=== TASK PROMPT ===
An exact copy of every entry is needed here; the images stay out.

=== DATA PROVIDED ===

::::::::

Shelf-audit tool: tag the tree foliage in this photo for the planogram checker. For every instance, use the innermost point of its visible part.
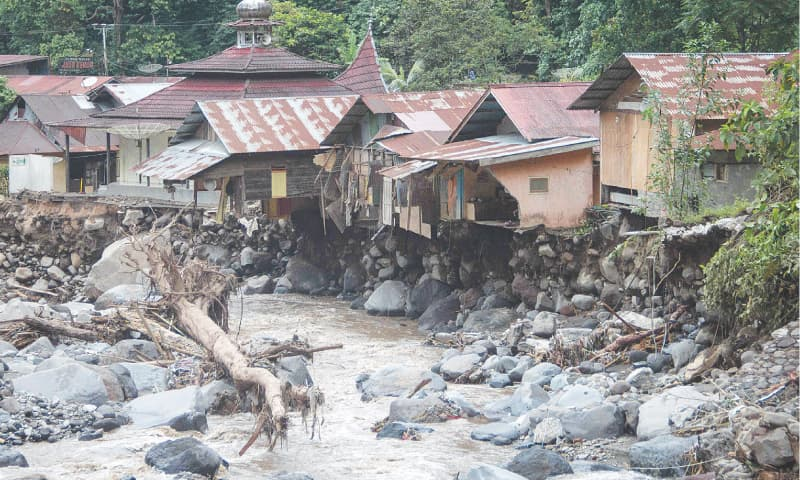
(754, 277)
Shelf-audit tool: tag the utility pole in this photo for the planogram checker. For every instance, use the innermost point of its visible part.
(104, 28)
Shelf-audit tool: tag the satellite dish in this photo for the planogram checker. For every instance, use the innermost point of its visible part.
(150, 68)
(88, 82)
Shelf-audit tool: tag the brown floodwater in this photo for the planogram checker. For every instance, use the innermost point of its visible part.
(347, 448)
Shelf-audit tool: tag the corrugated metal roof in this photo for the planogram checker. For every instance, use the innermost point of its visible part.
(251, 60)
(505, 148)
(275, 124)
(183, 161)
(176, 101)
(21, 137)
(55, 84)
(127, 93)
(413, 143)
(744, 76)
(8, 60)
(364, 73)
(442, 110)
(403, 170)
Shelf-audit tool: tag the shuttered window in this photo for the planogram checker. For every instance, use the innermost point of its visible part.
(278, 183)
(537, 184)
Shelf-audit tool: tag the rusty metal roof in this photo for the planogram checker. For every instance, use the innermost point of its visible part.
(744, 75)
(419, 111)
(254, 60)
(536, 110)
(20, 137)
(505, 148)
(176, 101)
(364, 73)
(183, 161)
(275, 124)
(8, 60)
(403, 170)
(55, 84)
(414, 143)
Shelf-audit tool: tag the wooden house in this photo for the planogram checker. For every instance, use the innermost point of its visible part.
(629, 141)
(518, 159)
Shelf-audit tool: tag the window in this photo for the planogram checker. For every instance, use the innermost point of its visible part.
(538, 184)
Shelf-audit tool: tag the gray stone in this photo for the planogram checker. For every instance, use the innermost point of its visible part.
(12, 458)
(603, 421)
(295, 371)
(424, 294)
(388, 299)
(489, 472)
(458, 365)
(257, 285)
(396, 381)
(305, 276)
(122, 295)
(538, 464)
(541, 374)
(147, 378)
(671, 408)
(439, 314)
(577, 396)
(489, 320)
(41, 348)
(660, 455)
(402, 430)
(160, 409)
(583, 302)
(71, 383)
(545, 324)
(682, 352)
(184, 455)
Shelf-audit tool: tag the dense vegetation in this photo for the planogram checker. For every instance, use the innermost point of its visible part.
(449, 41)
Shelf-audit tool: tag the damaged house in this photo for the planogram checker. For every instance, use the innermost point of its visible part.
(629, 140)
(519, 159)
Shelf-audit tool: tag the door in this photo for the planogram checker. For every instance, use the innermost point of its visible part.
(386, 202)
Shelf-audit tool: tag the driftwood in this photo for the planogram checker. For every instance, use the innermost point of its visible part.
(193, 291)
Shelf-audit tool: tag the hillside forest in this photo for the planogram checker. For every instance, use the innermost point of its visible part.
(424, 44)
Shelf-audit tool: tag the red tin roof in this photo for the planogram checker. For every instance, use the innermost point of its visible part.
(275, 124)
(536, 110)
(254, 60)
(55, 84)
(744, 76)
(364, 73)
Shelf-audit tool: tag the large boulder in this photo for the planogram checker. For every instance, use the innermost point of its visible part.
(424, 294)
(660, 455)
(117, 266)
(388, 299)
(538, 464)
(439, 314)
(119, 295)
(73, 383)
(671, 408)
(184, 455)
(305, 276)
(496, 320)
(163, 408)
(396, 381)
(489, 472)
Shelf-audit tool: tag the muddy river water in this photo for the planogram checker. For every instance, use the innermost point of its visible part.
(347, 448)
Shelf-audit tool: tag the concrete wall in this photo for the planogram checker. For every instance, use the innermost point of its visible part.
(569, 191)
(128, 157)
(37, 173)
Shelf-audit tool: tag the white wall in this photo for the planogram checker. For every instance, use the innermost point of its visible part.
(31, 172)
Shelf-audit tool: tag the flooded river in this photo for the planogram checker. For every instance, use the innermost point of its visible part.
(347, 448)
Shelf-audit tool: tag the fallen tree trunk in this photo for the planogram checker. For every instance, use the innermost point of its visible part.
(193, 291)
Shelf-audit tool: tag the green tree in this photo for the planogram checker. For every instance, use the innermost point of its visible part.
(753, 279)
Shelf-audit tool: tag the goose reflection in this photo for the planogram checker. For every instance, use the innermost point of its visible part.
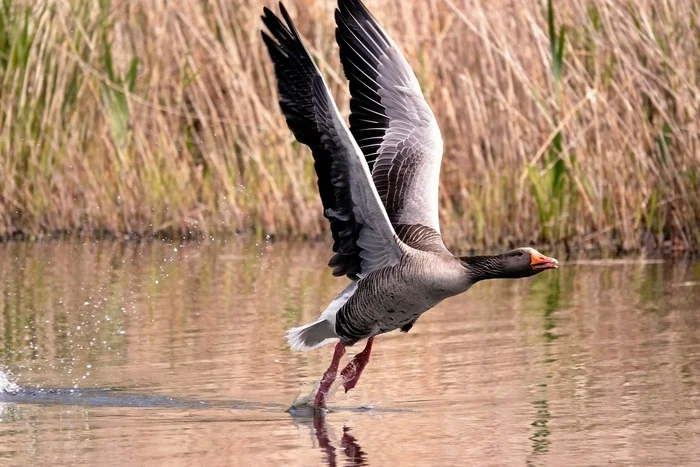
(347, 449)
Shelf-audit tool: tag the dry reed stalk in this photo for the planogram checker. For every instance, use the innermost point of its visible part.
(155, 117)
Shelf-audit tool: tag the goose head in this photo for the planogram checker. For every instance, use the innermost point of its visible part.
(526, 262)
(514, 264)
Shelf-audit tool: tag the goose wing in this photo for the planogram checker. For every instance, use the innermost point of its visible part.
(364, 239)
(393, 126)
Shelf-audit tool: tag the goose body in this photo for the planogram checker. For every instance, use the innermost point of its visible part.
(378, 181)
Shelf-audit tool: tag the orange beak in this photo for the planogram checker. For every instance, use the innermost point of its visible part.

::::::::

=== SOLUTION TO THIS TASK ===
Shelf-audit tool: tag the tree foliage in this photo for the planogram checker. For every instance, use the innermost point of its visible part.
(754, 277)
Shelf-audit tool: tag the utility pole in this photo for the planogram checker. For every instance, use the innermost point of its visible part.
(104, 28)
Shelf-audit tool: tag the satellite dish in this photo for the planogram checker. For every instance, use the innermost point of its visible part.
(150, 68)
(88, 82)
Shelf-audit tool: tag the brown floodwater in this photo for the planogram checker. For every instance, use the innermost point of its visible part.
(347, 448)
Shelf-audit tool: tag the corrugated metal roof in this photo for the planogram checker. For every instance, use the innermost point of its visible part.
(251, 60)
(505, 148)
(275, 124)
(183, 161)
(176, 101)
(21, 137)
(55, 84)
(127, 93)
(413, 143)
(744, 76)
(8, 60)
(364, 73)
(442, 110)
(403, 170)
Shelf-audit tool: tag the shuttered window in this photo for the planogram checker. For every instance, use the innermost point of its visible part.
(278, 183)
(537, 184)
Shelf-audit tool: tag the rusty metal roof in this photo for the planogram checker. For every instance, use the innermost point of its visible part.
(744, 75)
(419, 111)
(254, 60)
(536, 110)
(20, 137)
(505, 148)
(176, 101)
(364, 73)
(183, 161)
(275, 124)
(8, 60)
(403, 170)
(55, 84)
(414, 143)
Shelf-audit tool: tag the wooden house in this photo for the planogram checker. For every instance, use the innermost point of its visible part.
(629, 141)
(518, 159)
Shelf-audit tool: tag the window in this photo for the planogram checker. For every instance, use the innermost point of its visible part.
(538, 184)
Shelf-audit tool: tag the gray stone in this photo for the planogram checker. For every instance, use the innermost point of its visible part.
(12, 458)
(603, 421)
(295, 371)
(424, 294)
(388, 299)
(489, 472)
(458, 365)
(257, 285)
(396, 381)
(305, 276)
(122, 295)
(538, 464)
(541, 374)
(147, 378)
(671, 408)
(439, 314)
(577, 396)
(489, 320)
(41, 348)
(660, 455)
(402, 430)
(160, 409)
(583, 302)
(71, 383)
(545, 324)
(682, 352)
(184, 455)
Shelf-audit tool: tag the dense vegetation in this photo for the planogram checker. For every instance, use the innermost point of its visible part.
(449, 41)
Shelf-audit tool: tag the damaged house in this photo for the planogram checker. For every instance, use the innermost point of its visible part.
(629, 140)
(519, 159)
Shelf-audit tool: tag the door in this photo for the planogram checker. For every instance, use the innermost point of its visible part.
(386, 202)
Shelf-audit tool: tag the driftwood in this photo for the planogram checker. For every instance, use the innermost point of its visible part.
(193, 291)
Shelf-audit tool: tag the hillside forest in this photo for the planogram checker. For every instance, use the innermost point of its visible part.
(424, 44)
Shelf-audit tool: tag the red tin roof in this photo for the planogram checker. For every instance, use the innermost point of its visible part.
(275, 124)
(536, 110)
(254, 60)
(55, 84)
(744, 76)
(364, 73)
Shelf-audit tool: tag the large boulder in this photo for the planogram checker. For every instance, use the innermost point of its visible part.
(424, 294)
(660, 455)
(117, 266)
(388, 299)
(538, 464)
(439, 314)
(119, 295)
(73, 383)
(671, 408)
(184, 455)
(305, 276)
(496, 320)
(163, 408)
(396, 381)
(489, 472)
Shelf-audit tool: tag the muddy river water in this photo for the planogram checker. For every instance, use the innermost point of its visible part.
(347, 448)
Shelf-audit tool: tag the concrete wall in this photo for the planogram checker. For every instance, use the innermost point of its visible part.
(569, 191)
(128, 157)
(37, 173)
Shelf-audit tool: tag the white wall in this photo for the planogram checker. For every instance, use the innermost point of its visible part.
(31, 172)
Shelf-audit tool: tag the flooded river in this photo for the planogram checker. For every instance, use the innermost point of its visible part.
(347, 448)
Shelf-audit tool: tag the fallen tree trunk in this photo for the planogram checker. For every instance, use the innermost point of its visible part.
(193, 291)
Shelf-audit tool: tag the green tree in this photo for the planogram checker. For every instance, use the innermost point of its visible part.
(753, 279)
Shelf-audit tool: tag the goose reflection in this photo for the planogram checker. For every instance, use the innermost point of its visible part.
(347, 449)
Shelf-audit tool: tag the dry reed stalk in this photo for the planogram checker. For every instance, use the innermost point of its visible part.
(155, 117)
Shelf-audit tool: tag the goose head in this photo for the planogram checker. For every instance, use the innermost point of its visible part.
(526, 262)
(514, 264)
Shelf-audit tool: tag the goose wing in this photo for the planogram checker. For every instance, use the innermost point of its visible part.
(364, 239)
(393, 126)
Shelf-audit tool: tag the goose body in this photo for the planogram checker. For every instance, use the innermost point of its visible part.
(378, 181)
Shelf-audit tool: tag the orange beak in this photo for the planogram checker. For every instance, use the innermost point of its visible part.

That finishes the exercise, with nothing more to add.